Task description
Starting with the line that contains "[locate] fjord water", set down each line through the end of the entries below, exactly and with nothing added.

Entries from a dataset
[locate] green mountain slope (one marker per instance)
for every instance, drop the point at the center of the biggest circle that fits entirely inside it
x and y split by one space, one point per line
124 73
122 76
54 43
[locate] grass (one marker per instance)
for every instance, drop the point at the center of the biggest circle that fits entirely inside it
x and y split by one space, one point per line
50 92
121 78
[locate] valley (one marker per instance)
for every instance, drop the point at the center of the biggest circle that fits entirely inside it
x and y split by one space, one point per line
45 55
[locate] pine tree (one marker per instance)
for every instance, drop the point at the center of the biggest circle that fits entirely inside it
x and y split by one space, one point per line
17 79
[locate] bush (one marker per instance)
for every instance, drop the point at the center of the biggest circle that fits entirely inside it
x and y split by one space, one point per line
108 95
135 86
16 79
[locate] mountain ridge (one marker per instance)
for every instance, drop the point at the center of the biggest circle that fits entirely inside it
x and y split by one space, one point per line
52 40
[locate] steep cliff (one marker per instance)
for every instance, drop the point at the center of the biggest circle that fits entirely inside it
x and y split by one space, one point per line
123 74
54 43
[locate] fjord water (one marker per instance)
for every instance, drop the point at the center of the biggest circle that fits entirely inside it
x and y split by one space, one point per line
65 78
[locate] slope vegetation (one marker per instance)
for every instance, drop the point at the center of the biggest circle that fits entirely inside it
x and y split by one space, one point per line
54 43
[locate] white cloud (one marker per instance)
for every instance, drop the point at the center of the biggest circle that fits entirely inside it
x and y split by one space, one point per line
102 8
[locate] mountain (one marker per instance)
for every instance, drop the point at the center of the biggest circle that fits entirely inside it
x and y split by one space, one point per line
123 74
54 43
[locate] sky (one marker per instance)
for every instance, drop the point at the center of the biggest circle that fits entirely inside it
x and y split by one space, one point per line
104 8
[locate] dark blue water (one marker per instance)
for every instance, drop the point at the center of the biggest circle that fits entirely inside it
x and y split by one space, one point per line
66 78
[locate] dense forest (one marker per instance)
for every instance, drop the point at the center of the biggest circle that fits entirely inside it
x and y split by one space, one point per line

Answer to this problem
[locate] fjord water (one marker per instance)
for every instance, drop the point at the center of the biggest circle that fits entirely inside it
x and y split by one space, one point per line
65 78
[locate] slope vegetation (one marker per instance)
for every instance, drop the point at the center of the biggest circle that fits entirely inside it
x and y split by one space, one point per line
54 43
[locate] white cloud (one marker per instance)
for every instance, drop the point at the center of the biggest circle that fits entirely inside it
x and y split by one space, one point per line
102 8
[locate] mountain (one marker per instance)
for every instance, drop the point at the center of the biggest circle that fits entirely inside it
x and y split by one space, one point per line
123 74
54 43
[locate] sky (one marker per instance)
for every instance, drop the point at the center of the biggest circle that fits entirely inside it
x and y split by one space, one point per line
104 8
[locate] dark blue water (one marker per instance)
for every instance, drop the point at the center of the biggest circle that fits entirely inside it
x and y split by one space, one point per line
66 78
[locate] dense forest (one marker per instance)
for every instance, drop the point at the center of the biggest circle that fits entirely inside it
x and y split by one space, one point per line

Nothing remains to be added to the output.